» **Tasks and exercises**:
a: In the motorcycle review, which law is given as an example of legislation that brought a class of bikes into being or killed it?
b: Write out the motorcycle review again, starting at "BMW’s new R1200" and ending at "adventure bike sales.", and substitute "Neons" for "Pastels".

» **Excerpt**:
+---+

BMW’s new R1200 RS is one of a neglected class – the honest-to-goodness sports tourer. So Al took it for a sporty touring day out in Spain
Fashion is a fickle thing. Pastels are in, autumn hues are out, monochrome is the new black. It might seem like utter bollocks, but plenty of folk live and die by it, and biking is no exception. Entire classes of bikes come and go, sometimes brought into being, or killed, by legislation – like the 125cc learner law in the UK. Or emissions regs which knocked big two-stroke motors for six. Sometimes these changes seem to be purely a fashion thing though. Like the recent decline in the sales of 600cc supersports bikes – or the enormous growth in adventure bike sales.
So it’s refreshing to see BMW sticking to the knitting with its new R1200 RS – a proper, conventional, sport-touring bike. The prescription for that class is simple: a moderately high-performing engine, in a road-biased chassis, with decent brakes and suspension, yet with good space for a pillion, a chunky rear subframe for luggage, and a fair degree of wind and weather protection up front. The idea is you get something that has the cojones for a good backroad blast, or even the odd trackday, but which can also deal with a few 450-mile days, two-up, in indifferent weather, and with a significant other in tow.

+---+

» **Collected data**:
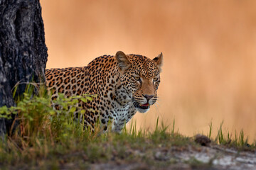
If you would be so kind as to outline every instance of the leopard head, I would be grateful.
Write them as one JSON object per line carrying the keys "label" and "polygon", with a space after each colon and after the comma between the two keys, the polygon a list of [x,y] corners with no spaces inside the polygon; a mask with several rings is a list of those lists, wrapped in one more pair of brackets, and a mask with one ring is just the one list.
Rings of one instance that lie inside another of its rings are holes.
{"label": "leopard head", "polygon": [[115,55],[122,86],[130,94],[134,108],[146,113],[157,101],[163,55],[150,60],[145,56],[127,55],[119,51]]}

+---+

» **Expected results**:
a: The 125cc learner law in the UK.

b:
BMW’s new R1200 RS is one of a neglected class – the honest-to-goodness sports tourer. So Al took it for a sporty touring day out in Spain
Fashion is a fickle thing. Neons are in, autumn hues are out, monochrome is the new black. It might seem like utter bollocks, but plenty of folk live and die by it, and biking is no exception. Entire classes of bikes come and go, sometimes brought into being, or killed, by legislation – like the 125cc learner law in the UK. Or emissions regs which knocked big two-stroke motors for six. Sometimes these changes seem to be purely a fashion thing though. Like the recent decline in the sales of 600cc supersports bikes – or the enormous growth in adventure bike sales.